* **DOCUMENT EXCERPT**
Anatomy of a failure

A wire rope broke in service whilst lifting a load of reinforcing steel that weighed between 2.5t-3t. This load was well within the capacity of the crane. The precise sequence of events leading to the failure was not known, but the load did not reach the ground because the rope jammed in the gap between sheave and support bracket. The rope was two years old and was stated to be maintained by regular lubrication. Bounce of the load was stated to have been possible during lifting. The rope sheave diameter was 520mm, and it was known to have been in service longer than the rope.

The insurance loss adjustor (whose job is to advise the insurance company on the quantum of loss and whether the existing policies covered the causes and consequences of the failure) commissioned a failure investigation to ascertain whether the rope was overloaded at the time of failure, or whether poor maintenance had been responsible for premature breakage. The resolution of these issues would determine whether or not insurance cover existed for the various consequences of the accident, and would also indicate if an increase in premium was necessary to offset a possible higher level of risk.

Three pieces of rope were supplied to assist in this investigation – these comprised the two broken ends together with a section of rope taken well away from the failed ends. The purpose of this latter piece was to use tensile testing to check the load capacity of the rope at the time of failure.

Visual Observations

The rope was a general engineering 18 strand non-spin type designated as 12×7(6/1)/6×7(6/1) – see the illustration in Figure 1 below. This designation is a shorthand form which summarises the information contained in the image. Thus this rope had an inner layer of 6 strands of wires, with each strand comprising 7 wires wrapped as 6 outer wires around 1 inner wire, while the outer layer is formed by 12 strands of wires wrapped in the same way. The inner core of the wire is fibre.

* **DATASET EXCERPTS**
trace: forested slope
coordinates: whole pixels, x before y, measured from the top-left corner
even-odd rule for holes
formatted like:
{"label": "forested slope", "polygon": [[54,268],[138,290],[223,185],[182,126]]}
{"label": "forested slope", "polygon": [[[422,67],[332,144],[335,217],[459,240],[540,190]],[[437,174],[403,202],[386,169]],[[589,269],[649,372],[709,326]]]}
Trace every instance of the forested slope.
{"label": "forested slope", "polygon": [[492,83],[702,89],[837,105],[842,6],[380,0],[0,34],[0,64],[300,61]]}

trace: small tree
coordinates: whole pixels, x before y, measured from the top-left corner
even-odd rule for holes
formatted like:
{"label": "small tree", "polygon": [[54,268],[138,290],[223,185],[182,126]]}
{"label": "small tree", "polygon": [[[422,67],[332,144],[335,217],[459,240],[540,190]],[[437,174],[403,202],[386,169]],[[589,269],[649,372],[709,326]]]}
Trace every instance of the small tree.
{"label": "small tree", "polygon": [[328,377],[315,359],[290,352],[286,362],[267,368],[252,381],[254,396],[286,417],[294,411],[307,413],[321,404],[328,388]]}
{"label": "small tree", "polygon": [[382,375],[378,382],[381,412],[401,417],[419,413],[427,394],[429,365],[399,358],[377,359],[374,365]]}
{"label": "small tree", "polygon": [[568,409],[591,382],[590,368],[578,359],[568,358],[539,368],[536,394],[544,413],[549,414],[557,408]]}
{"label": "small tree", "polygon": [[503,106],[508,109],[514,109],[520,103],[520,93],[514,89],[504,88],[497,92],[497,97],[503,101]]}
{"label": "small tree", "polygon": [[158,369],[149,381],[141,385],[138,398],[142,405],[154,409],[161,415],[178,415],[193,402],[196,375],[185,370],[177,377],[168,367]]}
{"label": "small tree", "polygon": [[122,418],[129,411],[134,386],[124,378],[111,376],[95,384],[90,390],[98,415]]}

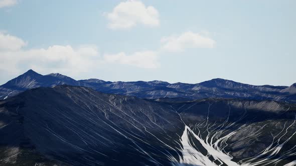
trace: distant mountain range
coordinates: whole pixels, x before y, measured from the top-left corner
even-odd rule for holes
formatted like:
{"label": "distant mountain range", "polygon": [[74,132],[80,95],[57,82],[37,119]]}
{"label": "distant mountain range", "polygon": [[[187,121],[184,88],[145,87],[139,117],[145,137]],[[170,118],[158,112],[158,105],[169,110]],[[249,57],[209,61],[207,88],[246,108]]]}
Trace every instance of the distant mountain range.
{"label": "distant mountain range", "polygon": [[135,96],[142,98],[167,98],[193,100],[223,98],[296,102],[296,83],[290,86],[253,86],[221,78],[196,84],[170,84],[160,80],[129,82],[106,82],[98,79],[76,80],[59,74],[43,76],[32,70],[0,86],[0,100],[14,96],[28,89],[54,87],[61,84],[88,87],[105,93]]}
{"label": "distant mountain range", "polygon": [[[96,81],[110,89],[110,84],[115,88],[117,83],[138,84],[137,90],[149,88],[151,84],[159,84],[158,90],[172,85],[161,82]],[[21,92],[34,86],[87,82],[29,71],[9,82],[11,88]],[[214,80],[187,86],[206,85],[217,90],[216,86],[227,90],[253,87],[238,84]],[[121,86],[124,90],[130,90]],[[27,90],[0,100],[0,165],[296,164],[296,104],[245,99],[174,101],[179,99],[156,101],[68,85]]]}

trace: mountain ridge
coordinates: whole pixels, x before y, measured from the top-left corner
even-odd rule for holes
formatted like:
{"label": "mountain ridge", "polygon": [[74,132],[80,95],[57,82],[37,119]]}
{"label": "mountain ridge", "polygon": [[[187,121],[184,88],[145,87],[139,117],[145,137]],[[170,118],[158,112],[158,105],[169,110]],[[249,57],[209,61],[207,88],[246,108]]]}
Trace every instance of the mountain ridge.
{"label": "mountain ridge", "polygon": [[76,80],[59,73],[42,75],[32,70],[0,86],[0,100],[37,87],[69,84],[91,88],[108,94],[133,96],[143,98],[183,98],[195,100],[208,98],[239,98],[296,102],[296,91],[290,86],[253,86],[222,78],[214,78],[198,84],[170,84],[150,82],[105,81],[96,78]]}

* **TASK INSTRUCTIONS**
Transcribe the passage from the wire rope failure report that begins with the words "Visual Observations" and ends after the words "wire is fibre.".

* **REPLY TO THE EXERCISE**
Visual Observations

The rope was a general engineering 18 strand non-spin type designated as 12×7(6/1)/6×7(6/1) – see the illustration in Figure 1 below. This designation is a shorthand form which summarises the information contained in the image. Thus this rope had an inner layer of 6 strands of wires, with each strand comprising 7 wires wrapped as 6 outer wires around 1 inner wire, while the outer layer is formed by 12 strands of wires wrapped in the same way. The inner core of the wire is fibre.